• [Activity list]
1. Return, word for word, the stretch of the tele monitoring article that starts with "Columbia Asia Hospitals have" and finishes with "and outpatient areas.".
2. Answer these questions using the tele monitoring article, one line each:
(a) What does the Greek word behind the prefix "tele" mean?
(b) How many radiologic images are sent over the secured virtual platform?
(c) Who receives the data recorded on the glucometer wearable device?
3. List every vital statistic that the tele monitoring article says healthcare providers can view on their mobile phones.
--- Provided passage ---
The prefix “tele” comes from a Greek word that means “far off”. On the account of COVID-19, “tele” concepts have been widely used: telemedicine, teleconsultation, telehealth, and tele monitoring. For a handful of hospitals in Asia, however, these concepts have been in use since several years ago and have just been adopted more resolutely during the management of the pandemic.
Columbia Asia Hospitals have employed tele monitoring technologies for several years now. In an interview with Hospital Insights Asia, Manisha Kumar, Hospital Head and General Manager, shares how Columbia Asia Hospitals India have extensively used remote monitoring for diagnostics, in-patient care, and outpatient areas.
Tele monitoring technologies
In order to provide access to timely and quality radiologic interpretations that help in diagnosis, the hospital has a “full-fledged tele radiology setup which consolidates radiology operations across the group and works as a hub and spoke model linking all network hospitals to one radiology reporting centre for centralised 24X7 reporting and subspecialised reporting services”. Through this setup, more than 1,500 radiologic images from various hospitals in India, Southeast Asia, the Middle East, and Africa are sent over a secured virtual platform and reported by a pool of expert radiologists.
Columbia Asia Hospitals India also employed the step down ICU (Intensive Care Unit) technology that operates with a centralised monitoring system. This specific tele monitoring setup aims to manage patients who require a level down of critical care services and close monitoring at the same time. Healthcare providers like nurses, caregivers, and physicians, are able to view patients’ vital statistics, such as electrocardiogram, saturation, pulse, and heart rate, on their mobile phones at any time, thus, can review and order instructions remotely. With a centralised monitoring system through a tele-ICU and remote monitoring ICU solutions, Columbia Asia Hospitals India can maintain superior clinical outcomes while successfully managing a large number of critical care patients using the same number of resources.
As with other technologically advanced hospitals, Columbia Asia uses wearable devices, in particular patches and Bluetooth-enabled glucometer devices, for outpatient management of patients with chronic conditions. The hospital does remote monitoring for patients with diabetes and cardiovascular diseases. To illustrate, all data recorded on the glucometer wearable device will be shared with a diabetes educator who is assigned to closely monitor the patient and assist in the timely interventions and titration of insulin levels and medications. Through tele monitoring using medical wearables, healthcare providers can better manage their patients’ health on a real-time basis. Plus, doctor consultations are more meaningful and limited, allowing patients to save both time and money.
Business model for tele monitoring
Apart from helping patients, especially those in outpatient care, cut down on cost, tele monitoring can be monetised. What Columbia Asia Hospitals do is include the cost of these devices in insurance bills sent for claims. However, insurance claims are a challenge for some patients considering the insurance penetration in India is still very low. Columbia Asia Hospitals India implements an additional daily charge of the use of these remote monitoring technologies, which Kumar describes as a “comfortable bet” given the overall cost of care and hospital stay between critical care and step down setup will go down for the patient.
--- Data listing ---
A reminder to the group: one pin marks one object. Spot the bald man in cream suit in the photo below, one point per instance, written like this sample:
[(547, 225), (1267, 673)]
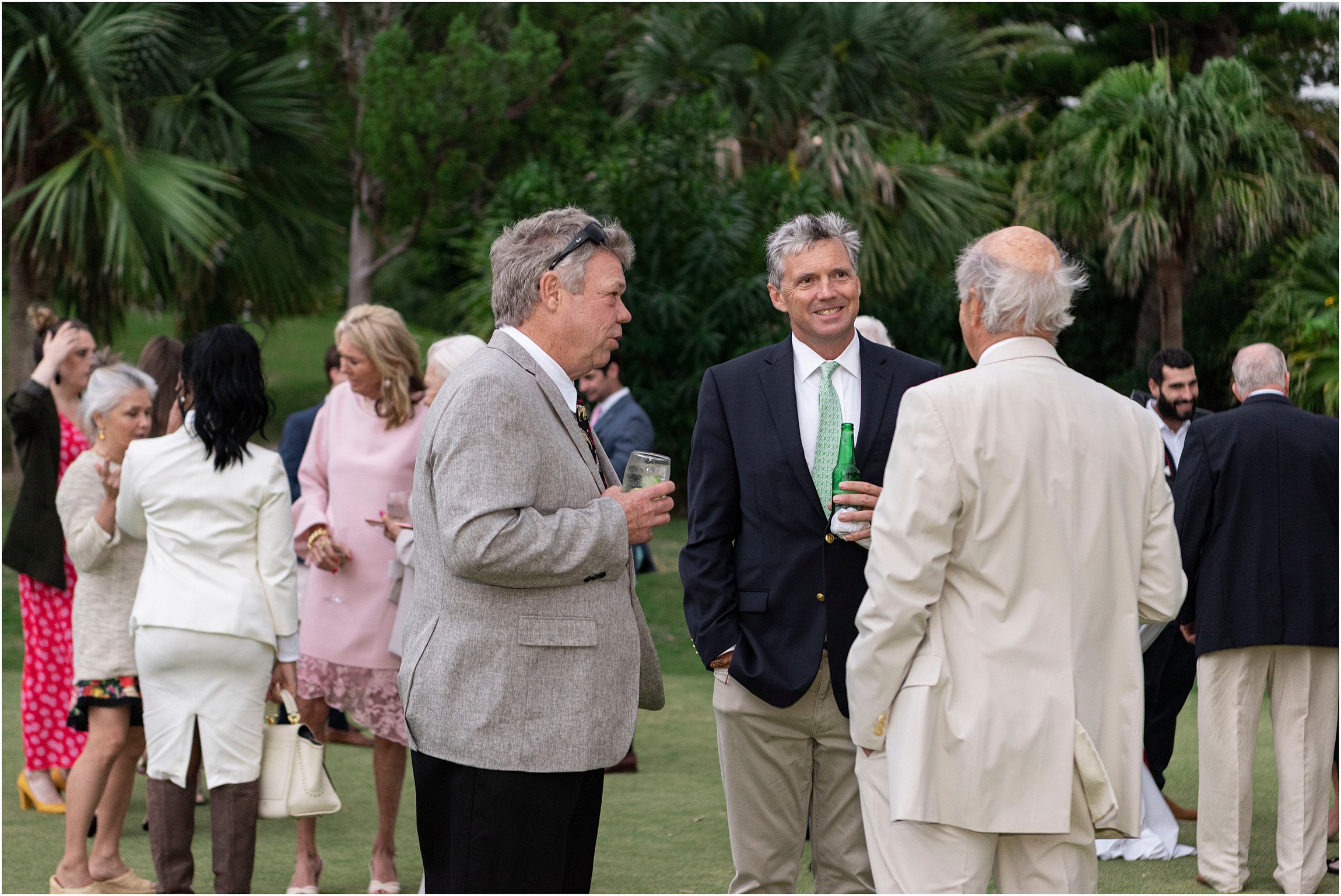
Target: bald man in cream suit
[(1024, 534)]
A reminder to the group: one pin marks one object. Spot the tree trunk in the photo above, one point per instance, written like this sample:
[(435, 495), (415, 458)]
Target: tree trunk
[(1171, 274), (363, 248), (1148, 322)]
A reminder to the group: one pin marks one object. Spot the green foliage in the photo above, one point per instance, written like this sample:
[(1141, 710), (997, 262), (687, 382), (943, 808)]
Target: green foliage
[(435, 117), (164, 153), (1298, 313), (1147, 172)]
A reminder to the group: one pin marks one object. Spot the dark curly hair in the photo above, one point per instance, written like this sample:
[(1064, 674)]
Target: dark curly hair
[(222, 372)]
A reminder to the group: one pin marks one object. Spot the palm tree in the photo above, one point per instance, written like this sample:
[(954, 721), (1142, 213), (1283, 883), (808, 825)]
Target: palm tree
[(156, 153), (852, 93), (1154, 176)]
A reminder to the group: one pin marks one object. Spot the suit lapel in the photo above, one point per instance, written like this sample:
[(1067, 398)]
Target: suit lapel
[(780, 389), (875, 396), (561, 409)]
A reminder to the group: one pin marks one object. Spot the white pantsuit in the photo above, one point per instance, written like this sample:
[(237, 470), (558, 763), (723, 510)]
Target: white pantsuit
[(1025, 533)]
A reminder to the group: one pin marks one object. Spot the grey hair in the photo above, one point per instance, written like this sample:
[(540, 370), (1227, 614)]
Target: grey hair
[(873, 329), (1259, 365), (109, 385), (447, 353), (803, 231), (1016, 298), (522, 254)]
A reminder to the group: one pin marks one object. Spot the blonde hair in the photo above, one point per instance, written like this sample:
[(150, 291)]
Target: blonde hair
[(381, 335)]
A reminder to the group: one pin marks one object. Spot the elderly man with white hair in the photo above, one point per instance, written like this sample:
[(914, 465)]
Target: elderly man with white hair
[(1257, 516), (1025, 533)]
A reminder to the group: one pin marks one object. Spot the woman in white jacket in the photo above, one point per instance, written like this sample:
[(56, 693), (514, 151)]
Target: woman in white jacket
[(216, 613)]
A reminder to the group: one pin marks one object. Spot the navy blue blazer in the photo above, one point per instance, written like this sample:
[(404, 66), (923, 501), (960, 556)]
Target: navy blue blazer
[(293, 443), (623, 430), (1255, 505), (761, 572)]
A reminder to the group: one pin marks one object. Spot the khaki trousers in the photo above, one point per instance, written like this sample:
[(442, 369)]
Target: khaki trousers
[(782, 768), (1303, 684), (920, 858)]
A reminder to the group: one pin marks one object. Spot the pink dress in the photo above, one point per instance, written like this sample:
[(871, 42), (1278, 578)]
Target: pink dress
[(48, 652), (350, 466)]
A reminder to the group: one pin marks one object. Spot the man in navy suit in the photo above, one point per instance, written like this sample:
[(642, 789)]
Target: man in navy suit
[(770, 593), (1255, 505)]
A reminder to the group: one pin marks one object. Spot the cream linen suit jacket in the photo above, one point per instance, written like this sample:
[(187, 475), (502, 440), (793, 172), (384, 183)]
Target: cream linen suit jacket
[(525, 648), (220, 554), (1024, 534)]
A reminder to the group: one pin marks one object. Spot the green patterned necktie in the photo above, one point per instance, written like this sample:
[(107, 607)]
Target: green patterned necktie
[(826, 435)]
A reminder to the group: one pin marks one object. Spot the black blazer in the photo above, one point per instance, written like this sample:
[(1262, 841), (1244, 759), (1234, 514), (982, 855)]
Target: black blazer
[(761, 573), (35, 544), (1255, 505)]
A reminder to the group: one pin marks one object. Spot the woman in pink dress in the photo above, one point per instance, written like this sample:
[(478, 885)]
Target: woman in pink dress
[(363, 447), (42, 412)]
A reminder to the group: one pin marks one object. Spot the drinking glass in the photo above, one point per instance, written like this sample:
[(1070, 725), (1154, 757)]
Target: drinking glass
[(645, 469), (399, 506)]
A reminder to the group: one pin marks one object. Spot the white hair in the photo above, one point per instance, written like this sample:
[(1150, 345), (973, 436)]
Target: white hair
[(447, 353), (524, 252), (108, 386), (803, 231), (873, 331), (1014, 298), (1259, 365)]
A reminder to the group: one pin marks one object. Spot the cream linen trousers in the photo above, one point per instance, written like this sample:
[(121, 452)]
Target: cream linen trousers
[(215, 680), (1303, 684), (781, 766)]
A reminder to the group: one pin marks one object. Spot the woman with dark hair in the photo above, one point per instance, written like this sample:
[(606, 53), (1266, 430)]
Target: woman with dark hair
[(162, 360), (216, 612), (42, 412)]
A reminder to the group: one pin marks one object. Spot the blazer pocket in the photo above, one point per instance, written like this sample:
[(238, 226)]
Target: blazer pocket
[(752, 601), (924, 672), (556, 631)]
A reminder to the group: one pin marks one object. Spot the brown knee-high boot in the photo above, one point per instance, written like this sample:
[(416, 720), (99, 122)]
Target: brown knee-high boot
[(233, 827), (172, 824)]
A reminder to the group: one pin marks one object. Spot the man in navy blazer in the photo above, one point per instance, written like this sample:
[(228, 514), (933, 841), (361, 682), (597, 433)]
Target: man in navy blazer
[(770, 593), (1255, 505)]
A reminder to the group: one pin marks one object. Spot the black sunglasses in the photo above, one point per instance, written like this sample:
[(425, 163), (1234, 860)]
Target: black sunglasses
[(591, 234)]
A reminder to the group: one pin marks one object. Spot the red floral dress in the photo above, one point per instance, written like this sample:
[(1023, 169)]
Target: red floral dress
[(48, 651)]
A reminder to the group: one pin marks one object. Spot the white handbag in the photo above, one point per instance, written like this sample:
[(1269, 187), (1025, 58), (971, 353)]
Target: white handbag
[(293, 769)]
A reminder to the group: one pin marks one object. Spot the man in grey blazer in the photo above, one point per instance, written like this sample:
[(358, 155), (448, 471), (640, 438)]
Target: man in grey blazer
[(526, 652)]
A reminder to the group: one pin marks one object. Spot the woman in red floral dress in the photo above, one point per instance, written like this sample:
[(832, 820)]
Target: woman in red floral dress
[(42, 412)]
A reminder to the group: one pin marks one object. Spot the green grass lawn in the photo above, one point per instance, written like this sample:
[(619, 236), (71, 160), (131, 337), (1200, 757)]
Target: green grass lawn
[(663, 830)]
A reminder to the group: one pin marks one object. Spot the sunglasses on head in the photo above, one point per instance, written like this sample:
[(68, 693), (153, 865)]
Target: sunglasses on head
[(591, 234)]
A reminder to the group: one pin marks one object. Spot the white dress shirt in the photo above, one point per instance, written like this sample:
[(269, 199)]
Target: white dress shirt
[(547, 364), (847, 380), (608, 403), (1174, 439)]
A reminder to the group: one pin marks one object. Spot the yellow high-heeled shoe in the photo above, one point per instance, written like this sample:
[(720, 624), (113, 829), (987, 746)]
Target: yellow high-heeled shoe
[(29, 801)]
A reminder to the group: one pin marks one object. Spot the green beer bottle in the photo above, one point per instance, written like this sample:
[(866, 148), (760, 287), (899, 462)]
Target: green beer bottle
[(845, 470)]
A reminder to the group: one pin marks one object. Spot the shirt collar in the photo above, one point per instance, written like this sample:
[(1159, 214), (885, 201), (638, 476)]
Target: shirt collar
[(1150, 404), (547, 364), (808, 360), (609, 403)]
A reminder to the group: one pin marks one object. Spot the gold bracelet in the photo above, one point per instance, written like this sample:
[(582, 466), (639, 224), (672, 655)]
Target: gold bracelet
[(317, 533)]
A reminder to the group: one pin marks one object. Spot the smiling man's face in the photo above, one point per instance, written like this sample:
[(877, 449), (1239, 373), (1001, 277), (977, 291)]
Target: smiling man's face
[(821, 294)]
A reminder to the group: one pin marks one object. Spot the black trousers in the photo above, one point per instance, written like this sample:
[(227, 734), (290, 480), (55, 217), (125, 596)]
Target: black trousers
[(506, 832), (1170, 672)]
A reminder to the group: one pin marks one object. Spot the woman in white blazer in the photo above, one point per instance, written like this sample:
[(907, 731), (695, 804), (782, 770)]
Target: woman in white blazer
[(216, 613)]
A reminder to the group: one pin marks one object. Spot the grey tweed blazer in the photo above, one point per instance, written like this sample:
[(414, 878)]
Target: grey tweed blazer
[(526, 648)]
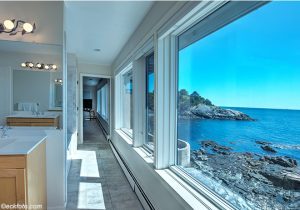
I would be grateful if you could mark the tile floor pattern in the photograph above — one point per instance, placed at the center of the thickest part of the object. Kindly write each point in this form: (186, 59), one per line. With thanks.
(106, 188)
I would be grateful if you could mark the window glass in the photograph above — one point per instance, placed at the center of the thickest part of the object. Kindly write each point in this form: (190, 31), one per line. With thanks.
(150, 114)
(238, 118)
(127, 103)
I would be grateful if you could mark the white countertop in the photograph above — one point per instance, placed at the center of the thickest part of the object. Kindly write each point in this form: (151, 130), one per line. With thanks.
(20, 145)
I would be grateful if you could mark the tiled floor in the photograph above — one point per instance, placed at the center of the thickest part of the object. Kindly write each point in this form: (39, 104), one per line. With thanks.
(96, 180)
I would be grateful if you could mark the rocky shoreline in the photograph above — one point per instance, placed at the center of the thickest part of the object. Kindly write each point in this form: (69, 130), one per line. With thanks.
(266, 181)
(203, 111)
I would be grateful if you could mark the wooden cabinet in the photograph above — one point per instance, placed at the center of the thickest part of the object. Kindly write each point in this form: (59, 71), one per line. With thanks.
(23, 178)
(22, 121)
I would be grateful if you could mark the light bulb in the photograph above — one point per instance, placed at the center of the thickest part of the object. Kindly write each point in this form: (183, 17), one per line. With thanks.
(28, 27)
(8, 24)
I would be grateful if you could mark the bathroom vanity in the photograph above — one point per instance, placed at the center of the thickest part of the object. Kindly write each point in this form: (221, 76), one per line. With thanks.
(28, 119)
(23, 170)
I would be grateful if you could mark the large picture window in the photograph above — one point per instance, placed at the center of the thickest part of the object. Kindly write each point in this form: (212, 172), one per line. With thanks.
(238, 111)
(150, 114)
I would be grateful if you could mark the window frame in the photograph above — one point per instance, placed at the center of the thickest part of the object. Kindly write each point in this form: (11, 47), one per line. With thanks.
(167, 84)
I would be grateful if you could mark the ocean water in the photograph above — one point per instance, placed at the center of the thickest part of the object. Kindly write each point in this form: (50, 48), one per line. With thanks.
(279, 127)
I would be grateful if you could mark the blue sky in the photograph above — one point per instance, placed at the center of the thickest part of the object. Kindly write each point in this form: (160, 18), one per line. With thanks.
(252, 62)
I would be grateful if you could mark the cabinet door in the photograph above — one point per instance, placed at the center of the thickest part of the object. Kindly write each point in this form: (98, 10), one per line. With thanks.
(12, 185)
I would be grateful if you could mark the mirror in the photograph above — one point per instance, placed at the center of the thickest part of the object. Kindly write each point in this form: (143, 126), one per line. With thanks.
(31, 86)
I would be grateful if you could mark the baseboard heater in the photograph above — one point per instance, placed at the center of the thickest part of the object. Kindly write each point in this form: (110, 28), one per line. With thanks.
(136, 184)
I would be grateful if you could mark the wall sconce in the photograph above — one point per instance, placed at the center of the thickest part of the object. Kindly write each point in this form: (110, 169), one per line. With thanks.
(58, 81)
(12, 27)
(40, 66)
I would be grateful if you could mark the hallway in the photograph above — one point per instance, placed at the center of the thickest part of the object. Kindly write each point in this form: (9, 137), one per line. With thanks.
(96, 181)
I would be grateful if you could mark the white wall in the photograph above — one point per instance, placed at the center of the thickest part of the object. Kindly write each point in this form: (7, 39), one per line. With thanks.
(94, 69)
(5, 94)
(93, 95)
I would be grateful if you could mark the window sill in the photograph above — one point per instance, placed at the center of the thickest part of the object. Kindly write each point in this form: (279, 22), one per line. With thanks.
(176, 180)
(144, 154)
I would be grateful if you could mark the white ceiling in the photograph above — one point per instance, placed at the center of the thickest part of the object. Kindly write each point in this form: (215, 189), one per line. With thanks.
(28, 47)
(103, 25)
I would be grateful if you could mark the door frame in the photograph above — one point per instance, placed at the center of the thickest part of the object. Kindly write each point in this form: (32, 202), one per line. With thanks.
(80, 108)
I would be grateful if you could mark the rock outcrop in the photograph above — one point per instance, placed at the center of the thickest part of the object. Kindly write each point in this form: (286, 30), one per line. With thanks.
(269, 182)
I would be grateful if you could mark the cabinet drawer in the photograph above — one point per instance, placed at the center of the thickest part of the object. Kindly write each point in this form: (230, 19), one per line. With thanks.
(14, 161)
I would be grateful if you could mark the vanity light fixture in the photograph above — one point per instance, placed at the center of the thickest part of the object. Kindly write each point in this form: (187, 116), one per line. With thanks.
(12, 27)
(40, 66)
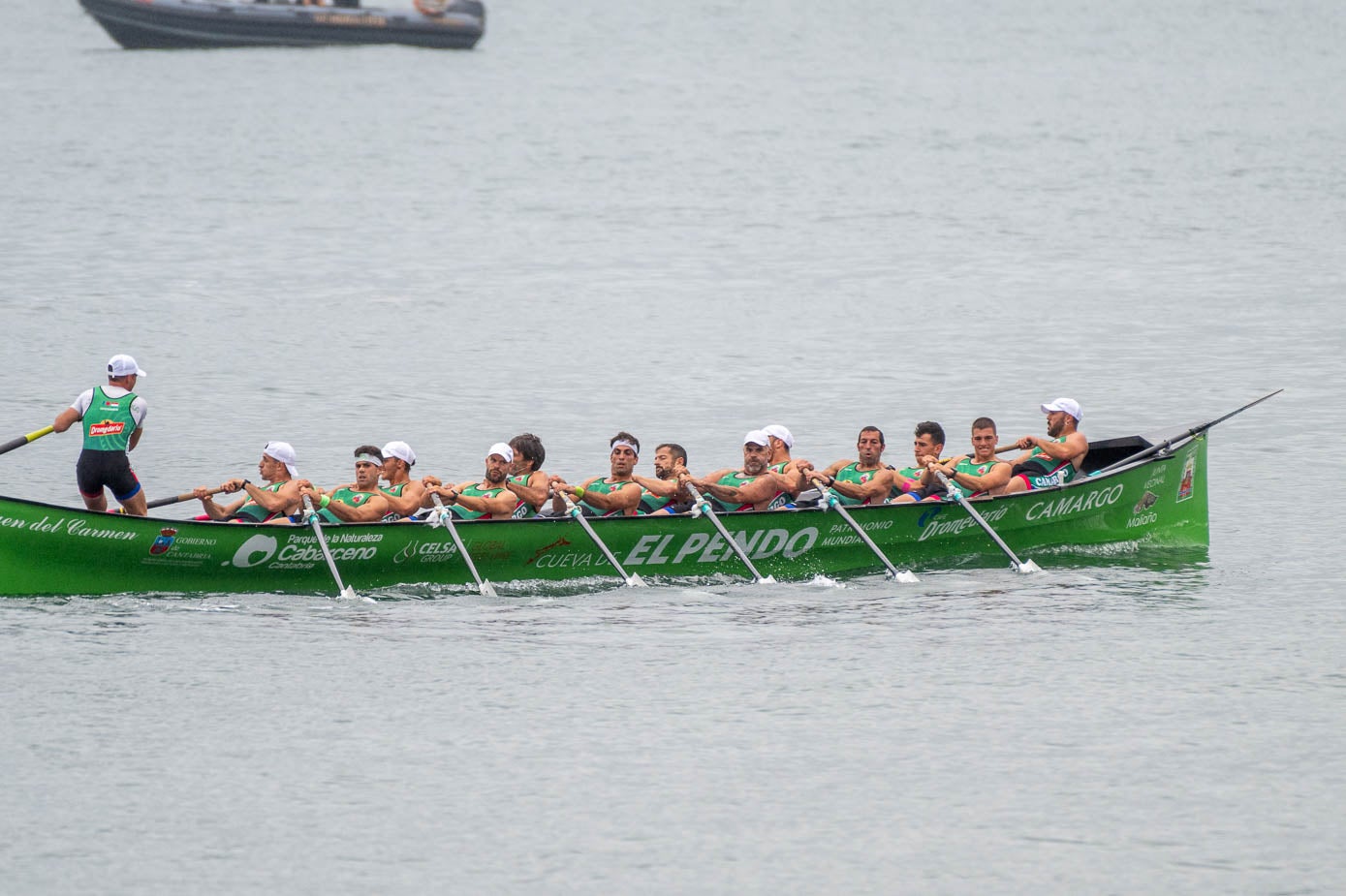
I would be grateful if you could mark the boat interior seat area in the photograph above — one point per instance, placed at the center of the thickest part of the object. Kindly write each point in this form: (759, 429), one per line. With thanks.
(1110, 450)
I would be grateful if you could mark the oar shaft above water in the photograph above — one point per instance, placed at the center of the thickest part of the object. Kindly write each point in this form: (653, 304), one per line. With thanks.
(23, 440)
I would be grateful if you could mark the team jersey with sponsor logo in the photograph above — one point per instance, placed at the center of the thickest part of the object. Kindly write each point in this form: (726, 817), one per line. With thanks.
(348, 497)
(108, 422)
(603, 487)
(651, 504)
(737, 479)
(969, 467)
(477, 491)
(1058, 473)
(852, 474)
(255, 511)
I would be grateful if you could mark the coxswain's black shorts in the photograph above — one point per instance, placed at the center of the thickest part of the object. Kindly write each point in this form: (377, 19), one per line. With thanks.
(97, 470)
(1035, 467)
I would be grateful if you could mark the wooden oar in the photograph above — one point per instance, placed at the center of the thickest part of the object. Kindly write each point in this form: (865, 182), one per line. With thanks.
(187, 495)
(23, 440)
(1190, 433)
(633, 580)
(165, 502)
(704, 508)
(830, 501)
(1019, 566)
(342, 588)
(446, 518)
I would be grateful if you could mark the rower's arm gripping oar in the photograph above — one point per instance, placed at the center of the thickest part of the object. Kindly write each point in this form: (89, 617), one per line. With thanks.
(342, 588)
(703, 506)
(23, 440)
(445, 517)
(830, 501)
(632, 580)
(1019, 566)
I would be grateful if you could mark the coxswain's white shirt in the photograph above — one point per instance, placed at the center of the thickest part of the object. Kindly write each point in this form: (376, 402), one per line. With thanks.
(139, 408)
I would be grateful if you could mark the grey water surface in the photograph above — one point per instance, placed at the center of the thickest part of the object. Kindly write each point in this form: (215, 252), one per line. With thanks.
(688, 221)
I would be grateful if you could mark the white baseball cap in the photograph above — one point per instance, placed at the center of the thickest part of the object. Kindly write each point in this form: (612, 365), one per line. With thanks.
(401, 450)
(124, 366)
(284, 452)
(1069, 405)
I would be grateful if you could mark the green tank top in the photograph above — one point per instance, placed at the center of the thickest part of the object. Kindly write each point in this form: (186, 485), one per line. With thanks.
---
• [Set of answers]
1.
Columbia Asia Hospitals have employed tele monitoring technologies for several years now. In an interview with Hospital Insights Asia, Manisha Kumar, Hospital Head and General Manager, shares how Columbia Asia Hospitals India have extensively used remote monitoring for diagnostics, in-patient care, and outpatient areas.

2.
(a) "Far off."
(b) More than 1,500.
(c) A diabetes educator assigned to closely monitor the patient.

3. Electrocardiogram, saturation, pulse, heart rate